-- Begin --
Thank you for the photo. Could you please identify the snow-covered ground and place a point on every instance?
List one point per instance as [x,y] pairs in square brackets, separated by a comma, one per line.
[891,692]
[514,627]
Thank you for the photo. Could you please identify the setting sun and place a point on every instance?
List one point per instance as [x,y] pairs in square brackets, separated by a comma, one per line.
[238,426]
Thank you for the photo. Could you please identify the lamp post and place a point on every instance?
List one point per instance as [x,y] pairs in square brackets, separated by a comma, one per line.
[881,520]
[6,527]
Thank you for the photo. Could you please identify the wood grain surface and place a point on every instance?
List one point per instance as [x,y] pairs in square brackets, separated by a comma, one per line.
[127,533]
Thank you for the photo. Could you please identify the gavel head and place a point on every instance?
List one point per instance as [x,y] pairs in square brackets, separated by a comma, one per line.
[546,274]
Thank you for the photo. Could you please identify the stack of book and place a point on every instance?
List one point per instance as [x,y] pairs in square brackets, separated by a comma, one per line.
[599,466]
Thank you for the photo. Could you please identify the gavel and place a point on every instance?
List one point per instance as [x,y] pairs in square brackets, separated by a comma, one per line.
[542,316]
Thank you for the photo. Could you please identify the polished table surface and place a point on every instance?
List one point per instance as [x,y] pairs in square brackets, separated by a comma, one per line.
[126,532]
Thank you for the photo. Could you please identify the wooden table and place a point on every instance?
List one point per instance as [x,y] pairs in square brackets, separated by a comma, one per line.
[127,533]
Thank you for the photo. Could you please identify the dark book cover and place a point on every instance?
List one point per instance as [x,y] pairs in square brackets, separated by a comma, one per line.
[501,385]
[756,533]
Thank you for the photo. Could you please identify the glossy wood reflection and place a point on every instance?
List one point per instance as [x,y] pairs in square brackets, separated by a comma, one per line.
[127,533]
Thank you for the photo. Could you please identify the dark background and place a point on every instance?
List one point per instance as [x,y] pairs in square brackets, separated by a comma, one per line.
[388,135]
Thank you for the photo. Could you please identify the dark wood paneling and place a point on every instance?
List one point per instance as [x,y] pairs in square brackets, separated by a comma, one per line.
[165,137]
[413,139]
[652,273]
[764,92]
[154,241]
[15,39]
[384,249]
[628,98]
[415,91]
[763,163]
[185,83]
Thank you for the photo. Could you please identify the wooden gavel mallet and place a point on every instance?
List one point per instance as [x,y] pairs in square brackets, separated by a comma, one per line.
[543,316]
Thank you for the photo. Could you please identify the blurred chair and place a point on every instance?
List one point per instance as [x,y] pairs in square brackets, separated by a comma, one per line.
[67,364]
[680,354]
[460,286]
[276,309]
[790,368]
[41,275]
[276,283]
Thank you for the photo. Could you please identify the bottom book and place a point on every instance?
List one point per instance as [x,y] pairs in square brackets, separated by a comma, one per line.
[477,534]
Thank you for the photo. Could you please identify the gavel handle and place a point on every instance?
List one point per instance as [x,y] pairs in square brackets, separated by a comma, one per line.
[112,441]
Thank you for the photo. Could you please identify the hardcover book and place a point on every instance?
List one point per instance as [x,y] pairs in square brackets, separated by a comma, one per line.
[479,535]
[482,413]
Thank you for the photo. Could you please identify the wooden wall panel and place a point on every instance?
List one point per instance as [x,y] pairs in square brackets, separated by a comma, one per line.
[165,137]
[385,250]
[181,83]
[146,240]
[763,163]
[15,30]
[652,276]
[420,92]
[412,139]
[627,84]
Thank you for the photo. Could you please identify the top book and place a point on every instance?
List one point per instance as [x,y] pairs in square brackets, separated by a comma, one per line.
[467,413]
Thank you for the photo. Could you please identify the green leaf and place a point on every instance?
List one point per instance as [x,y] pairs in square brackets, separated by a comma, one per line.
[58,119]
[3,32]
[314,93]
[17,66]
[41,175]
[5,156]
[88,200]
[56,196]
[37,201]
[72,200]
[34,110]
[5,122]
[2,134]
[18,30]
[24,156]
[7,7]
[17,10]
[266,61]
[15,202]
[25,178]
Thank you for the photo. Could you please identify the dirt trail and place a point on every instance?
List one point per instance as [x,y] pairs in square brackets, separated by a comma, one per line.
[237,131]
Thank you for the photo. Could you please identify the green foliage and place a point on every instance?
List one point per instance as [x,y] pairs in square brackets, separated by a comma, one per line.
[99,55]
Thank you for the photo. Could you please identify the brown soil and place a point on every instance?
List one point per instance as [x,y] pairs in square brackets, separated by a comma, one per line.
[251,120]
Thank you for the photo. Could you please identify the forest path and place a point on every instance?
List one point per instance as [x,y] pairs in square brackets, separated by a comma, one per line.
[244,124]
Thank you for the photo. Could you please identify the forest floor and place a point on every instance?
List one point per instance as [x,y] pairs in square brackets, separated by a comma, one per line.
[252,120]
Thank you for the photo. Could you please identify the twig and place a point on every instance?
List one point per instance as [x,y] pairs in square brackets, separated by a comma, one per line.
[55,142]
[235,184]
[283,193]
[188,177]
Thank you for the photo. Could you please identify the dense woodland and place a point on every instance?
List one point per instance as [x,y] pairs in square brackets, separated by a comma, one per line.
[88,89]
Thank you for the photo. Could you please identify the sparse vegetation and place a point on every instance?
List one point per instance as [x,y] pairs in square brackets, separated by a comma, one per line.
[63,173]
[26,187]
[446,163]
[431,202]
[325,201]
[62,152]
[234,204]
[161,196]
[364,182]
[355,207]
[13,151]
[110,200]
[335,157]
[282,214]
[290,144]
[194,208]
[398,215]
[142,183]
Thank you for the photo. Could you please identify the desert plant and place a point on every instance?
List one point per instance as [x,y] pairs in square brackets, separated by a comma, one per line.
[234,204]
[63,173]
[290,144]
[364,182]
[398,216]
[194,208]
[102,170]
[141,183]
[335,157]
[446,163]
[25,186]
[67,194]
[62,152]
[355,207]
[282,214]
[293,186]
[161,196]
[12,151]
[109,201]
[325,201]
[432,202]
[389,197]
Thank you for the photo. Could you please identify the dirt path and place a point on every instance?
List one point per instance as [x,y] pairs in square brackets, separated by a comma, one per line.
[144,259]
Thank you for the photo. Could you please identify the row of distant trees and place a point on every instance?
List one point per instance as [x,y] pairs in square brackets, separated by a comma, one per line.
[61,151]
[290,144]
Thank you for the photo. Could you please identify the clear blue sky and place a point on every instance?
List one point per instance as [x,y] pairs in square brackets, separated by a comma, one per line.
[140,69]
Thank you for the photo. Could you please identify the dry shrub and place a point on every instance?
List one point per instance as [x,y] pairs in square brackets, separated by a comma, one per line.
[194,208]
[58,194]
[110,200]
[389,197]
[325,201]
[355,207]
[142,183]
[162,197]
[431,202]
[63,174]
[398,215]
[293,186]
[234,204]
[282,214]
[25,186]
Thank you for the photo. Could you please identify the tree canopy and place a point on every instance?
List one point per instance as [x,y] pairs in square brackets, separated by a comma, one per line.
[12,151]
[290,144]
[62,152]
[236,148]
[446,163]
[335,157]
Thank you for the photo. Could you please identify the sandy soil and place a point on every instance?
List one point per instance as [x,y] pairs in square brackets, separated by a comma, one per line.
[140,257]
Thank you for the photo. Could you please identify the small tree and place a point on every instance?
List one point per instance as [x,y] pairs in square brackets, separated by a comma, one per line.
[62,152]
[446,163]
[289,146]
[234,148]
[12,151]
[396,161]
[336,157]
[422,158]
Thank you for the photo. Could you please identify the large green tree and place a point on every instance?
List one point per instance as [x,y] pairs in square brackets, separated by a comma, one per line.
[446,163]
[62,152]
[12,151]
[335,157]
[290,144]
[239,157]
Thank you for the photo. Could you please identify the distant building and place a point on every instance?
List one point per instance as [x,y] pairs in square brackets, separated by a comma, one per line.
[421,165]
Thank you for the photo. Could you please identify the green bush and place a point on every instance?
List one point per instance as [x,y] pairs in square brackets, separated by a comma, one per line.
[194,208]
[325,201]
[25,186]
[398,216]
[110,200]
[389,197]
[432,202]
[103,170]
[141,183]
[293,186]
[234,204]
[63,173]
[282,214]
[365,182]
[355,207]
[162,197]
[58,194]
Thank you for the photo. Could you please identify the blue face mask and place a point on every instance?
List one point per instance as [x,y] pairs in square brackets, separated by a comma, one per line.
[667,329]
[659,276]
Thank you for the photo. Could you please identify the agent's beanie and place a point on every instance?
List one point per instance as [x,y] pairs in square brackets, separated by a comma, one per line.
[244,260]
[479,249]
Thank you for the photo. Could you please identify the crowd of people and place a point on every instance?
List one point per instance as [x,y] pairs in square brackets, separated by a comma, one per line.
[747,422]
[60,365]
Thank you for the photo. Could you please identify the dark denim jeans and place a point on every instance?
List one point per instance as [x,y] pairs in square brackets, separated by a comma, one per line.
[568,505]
-- End --
## What you should do
Reproduce the stretch from the line containing "Thank you for the photo. Could you please identify the agent's" through the end of the rows, substituting "knit cap" for "beanie" and leaving everything else unchanged.

## Exercise answer
Thank you for the photo. Could you please identify the agent's knit cap and place a point on every instance?
List one point per instance as [x,y] pairs in square brackets, separated by a comma, one per line.
[244,260]
[479,249]
Thank you for the photo. Could you please identify the crowd of people and place a point on every instance?
List one point per instance as [x,y] pairs in square brackets, separated by a comma, one per line.
[747,422]
[60,365]
Thank you for the photo. Could you please identify the dark denim jeans and place a point on every instance?
List one point per instance as [x,y] pairs in square brackets, separated by a comma, one per line.
[568,505]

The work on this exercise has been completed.